RECORDS TO PROCESS:
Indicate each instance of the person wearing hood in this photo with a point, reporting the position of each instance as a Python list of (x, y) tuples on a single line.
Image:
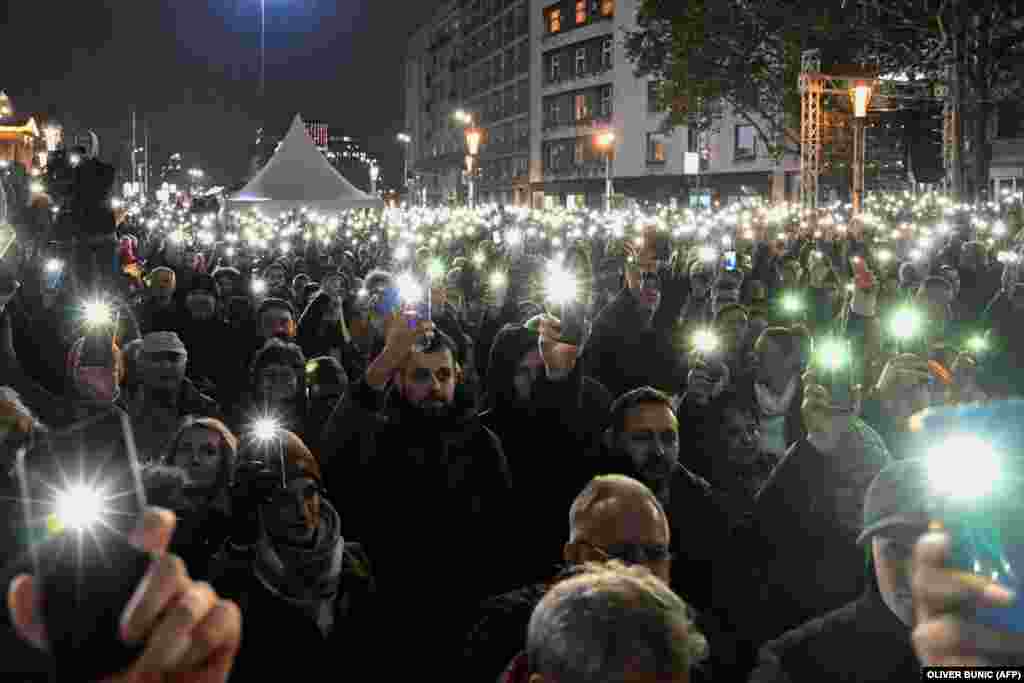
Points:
[(276, 388), (159, 312), (164, 395), (634, 338), (306, 591), (193, 480), (780, 355), (408, 428), (327, 384), (806, 520), (200, 329), (537, 385), (833, 647)]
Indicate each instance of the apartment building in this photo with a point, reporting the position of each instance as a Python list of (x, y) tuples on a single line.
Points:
[(544, 79)]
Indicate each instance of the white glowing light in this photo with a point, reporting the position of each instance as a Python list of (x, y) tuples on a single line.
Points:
[(265, 429), (98, 313), (79, 507), (949, 474)]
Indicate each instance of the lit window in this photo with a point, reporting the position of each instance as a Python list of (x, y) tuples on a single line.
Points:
[(582, 107), (655, 148), (606, 101), (606, 53), (554, 20), (745, 141)]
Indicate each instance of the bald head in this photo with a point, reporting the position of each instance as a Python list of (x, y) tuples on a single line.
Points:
[(617, 516)]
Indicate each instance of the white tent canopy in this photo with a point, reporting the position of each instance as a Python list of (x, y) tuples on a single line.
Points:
[(297, 176)]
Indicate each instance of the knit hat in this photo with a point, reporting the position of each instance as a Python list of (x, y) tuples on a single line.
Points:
[(163, 342), (897, 497)]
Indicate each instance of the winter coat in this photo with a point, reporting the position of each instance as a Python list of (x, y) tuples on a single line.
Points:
[(861, 642), (279, 639), (623, 354), (435, 489), (565, 419)]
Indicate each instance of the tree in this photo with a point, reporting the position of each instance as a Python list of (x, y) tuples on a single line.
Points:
[(744, 53)]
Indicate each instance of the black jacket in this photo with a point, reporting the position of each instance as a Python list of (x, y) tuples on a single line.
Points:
[(623, 355), (434, 492), (861, 642), (548, 441)]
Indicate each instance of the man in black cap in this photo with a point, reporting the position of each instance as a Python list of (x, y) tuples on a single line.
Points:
[(868, 639)]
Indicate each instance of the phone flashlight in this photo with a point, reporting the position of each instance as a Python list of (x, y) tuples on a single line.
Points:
[(82, 498), (729, 260), (979, 503), (836, 372)]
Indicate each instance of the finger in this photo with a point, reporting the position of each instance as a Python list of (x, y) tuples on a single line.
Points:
[(171, 640), (23, 605), (215, 638), (155, 530), (166, 579)]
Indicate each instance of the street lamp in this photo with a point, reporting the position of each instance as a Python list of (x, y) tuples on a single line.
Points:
[(474, 136), (860, 95), (606, 141), (375, 173), (406, 140)]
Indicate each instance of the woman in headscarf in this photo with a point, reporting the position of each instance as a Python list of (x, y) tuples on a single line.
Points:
[(193, 479), (305, 591)]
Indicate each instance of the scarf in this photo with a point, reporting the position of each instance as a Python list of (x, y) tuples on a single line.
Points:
[(773, 404), (306, 578)]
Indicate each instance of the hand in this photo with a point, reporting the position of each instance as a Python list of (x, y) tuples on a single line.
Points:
[(943, 598), (559, 359), (192, 635), (825, 425), (401, 337), (707, 381), (901, 376)]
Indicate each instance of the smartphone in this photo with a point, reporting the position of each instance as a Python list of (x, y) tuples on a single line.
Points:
[(82, 497), (729, 260), (573, 319), (835, 372)]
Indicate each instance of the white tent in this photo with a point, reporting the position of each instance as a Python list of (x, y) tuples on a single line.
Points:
[(297, 176)]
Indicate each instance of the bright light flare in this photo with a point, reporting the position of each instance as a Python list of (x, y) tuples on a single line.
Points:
[(560, 285), (706, 341), (98, 313), (964, 467), (79, 507), (266, 429)]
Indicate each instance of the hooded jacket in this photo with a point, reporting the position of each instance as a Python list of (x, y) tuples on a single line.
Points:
[(432, 488), (861, 642), (623, 354), (567, 417)]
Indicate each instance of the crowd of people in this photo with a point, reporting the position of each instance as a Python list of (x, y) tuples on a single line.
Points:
[(363, 484)]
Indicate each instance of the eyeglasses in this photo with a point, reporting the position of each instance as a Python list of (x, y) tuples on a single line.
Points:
[(632, 553)]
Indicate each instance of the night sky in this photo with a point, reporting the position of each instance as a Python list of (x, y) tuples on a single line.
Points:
[(190, 69)]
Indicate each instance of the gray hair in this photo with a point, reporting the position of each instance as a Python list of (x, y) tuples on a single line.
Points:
[(606, 487), (608, 622)]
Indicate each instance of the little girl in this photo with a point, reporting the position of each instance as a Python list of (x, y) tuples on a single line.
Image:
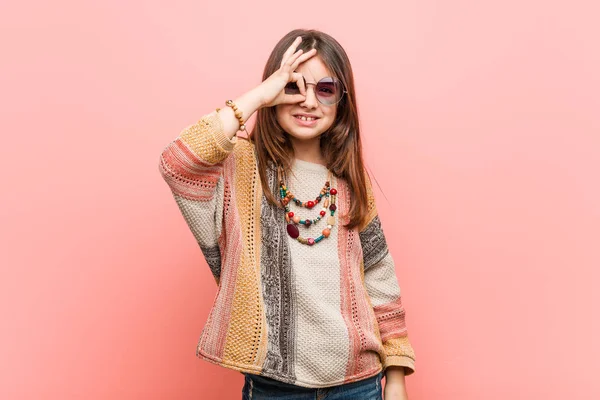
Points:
[(308, 303)]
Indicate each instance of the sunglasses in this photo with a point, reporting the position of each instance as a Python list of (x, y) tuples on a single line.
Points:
[(329, 91)]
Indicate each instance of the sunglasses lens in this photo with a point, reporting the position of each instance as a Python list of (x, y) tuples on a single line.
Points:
[(329, 91)]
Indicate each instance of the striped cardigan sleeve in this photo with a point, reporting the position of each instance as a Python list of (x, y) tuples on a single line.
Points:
[(383, 289), (192, 167)]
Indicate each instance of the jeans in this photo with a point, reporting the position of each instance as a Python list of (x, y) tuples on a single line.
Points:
[(258, 387)]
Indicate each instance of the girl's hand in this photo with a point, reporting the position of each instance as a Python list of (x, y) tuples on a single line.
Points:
[(394, 391), (272, 89)]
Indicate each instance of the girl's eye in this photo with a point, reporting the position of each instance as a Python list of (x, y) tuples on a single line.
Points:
[(292, 87)]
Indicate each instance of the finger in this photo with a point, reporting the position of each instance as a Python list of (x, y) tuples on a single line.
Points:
[(290, 50), (299, 79), (293, 58), (303, 58), (293, 98)]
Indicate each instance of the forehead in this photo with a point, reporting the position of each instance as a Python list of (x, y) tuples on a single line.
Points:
[(314, 69)]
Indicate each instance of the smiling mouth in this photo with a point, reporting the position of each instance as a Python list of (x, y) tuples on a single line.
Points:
[(303, 118)]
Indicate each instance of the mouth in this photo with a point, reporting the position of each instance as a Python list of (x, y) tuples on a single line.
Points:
[(304, 120)]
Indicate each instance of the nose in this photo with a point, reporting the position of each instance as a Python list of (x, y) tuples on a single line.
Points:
[(310, 101)]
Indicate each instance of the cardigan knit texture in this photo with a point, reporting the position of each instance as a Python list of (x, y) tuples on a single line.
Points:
[(313, 316)]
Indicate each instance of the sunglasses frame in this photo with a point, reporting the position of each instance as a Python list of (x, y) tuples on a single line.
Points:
[(335, 81)]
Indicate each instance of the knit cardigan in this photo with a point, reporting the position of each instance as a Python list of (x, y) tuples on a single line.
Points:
[(216, 184)]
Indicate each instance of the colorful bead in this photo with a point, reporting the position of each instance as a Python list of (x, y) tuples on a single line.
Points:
[(293, 231)]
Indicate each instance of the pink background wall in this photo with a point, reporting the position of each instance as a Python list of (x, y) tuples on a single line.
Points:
[(481, 124)]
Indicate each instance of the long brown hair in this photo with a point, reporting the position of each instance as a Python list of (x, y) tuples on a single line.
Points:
[(340, 144)]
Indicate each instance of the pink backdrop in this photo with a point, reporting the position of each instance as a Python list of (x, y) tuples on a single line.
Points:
[(481, 124)]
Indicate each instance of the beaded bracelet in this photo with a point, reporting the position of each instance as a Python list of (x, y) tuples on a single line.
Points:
[(237, 112)]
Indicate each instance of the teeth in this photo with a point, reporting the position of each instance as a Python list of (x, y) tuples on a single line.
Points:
[(303, 118)]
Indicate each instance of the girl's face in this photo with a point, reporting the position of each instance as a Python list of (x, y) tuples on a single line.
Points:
[(313, 70)]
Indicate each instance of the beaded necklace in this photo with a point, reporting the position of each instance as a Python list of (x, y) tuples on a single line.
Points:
[(293, 220)]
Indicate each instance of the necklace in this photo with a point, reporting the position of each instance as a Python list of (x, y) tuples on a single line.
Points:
[(293, 220)]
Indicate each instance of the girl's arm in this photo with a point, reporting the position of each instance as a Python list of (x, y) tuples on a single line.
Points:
[(382, 286)]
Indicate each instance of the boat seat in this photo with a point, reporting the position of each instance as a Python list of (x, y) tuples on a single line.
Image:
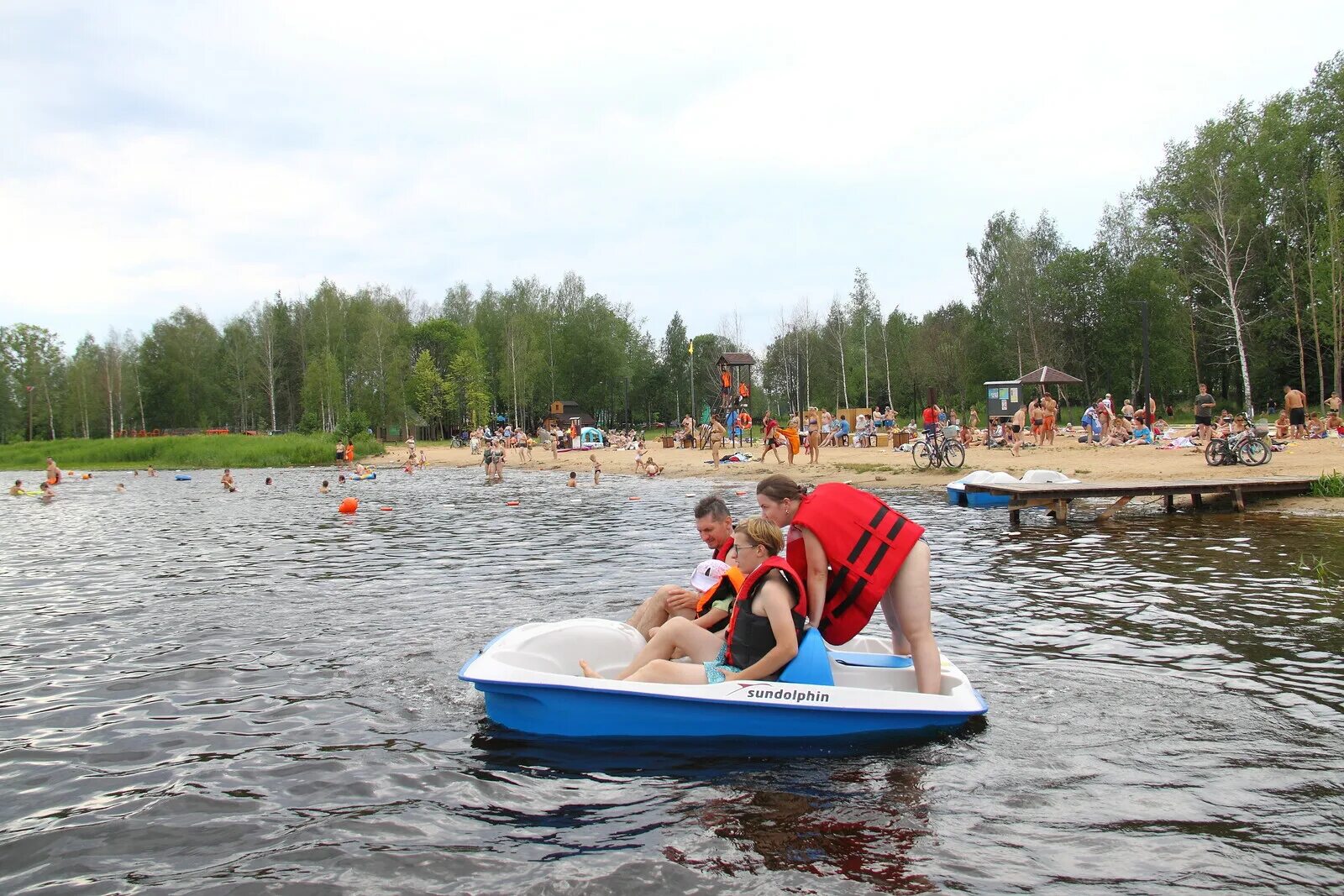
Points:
[(812, 665), (871, 660)]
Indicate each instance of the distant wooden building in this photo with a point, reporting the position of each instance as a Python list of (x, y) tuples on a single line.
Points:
[(561, 412)]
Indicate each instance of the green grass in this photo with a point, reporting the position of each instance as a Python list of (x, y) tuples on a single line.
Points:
[(1331, 485), (181, 452)]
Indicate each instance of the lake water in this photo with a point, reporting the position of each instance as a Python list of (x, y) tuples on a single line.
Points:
[(207, 694)]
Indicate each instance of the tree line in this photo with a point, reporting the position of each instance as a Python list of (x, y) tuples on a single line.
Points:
[(1234, 248)]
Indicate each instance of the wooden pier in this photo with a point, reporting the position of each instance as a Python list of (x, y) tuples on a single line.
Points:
[(1058, 495)]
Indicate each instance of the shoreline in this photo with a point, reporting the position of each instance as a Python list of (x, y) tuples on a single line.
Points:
[(884, 468)]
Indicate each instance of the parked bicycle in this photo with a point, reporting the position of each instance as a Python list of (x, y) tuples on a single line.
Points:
[(938, 450), (1247, 448)]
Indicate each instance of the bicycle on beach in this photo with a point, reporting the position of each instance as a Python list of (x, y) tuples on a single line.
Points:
[(938, 450), (1247, 448)]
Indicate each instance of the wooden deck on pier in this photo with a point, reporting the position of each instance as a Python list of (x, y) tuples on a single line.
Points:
[(1058, 495)]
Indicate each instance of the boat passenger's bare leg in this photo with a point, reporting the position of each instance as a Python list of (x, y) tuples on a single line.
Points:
[(652, 613), (672, 673), (911, 595)]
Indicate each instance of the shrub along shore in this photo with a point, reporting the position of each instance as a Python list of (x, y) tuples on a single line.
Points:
[(181, 452)]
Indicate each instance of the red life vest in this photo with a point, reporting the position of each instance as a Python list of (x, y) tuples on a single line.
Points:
[(743, 651), (866, 542)]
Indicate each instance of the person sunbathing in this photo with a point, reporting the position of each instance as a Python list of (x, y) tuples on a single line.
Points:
[(1142, 436), (1281, 425), (764, 633)]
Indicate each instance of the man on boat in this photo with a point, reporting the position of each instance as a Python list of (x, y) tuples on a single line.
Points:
[(714, 523)]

DO THIS:
Reproduce, unchanged, the lines of the rows between the one containing "Indicate each instance of the white tent in" and the one containing "[(190, 69)]", both included.

RESULT OF THIS TASK:
Indicate each instance of the white tent in this photo with a point, reporting the position of each instance as a Python list of (x, y) tuples on a single line.
Points:
[(297, 176)]
Indicate each instance of the bright light flare in this photo with a point, reporting the position of each instance as a Python list of (x, y) tuples on a single line.
Points:
[(560, 285), (706, 341), (98, 313), (964, 467), (79, 507), (266, 429)]
Indicate each instance of the hooded jacket in this photo with a point, reporting the position of each instance as a Python list of (x, y) tuples on a single line.
Points:
[(432, 488), (861, 642), (623, 354), (567, 417)]
Indicate each instance of the crowd of people in this photo with a point, reporting the position of each instance as a Python list of (x, y) tuples on a single line.
Points:
[(363, 484)]
Indicate each instance of the eyeglasses in this photo with a point, reporting the position of each instance as a Python list of (x, y) tuples on a single line.
Points:
[(632, 553)]
Indicate each instance of the night sky in this photo with a point, reporting the position of each instance as a Python list of (x, y) tuples on a single line.
Points:
[(190, 69)]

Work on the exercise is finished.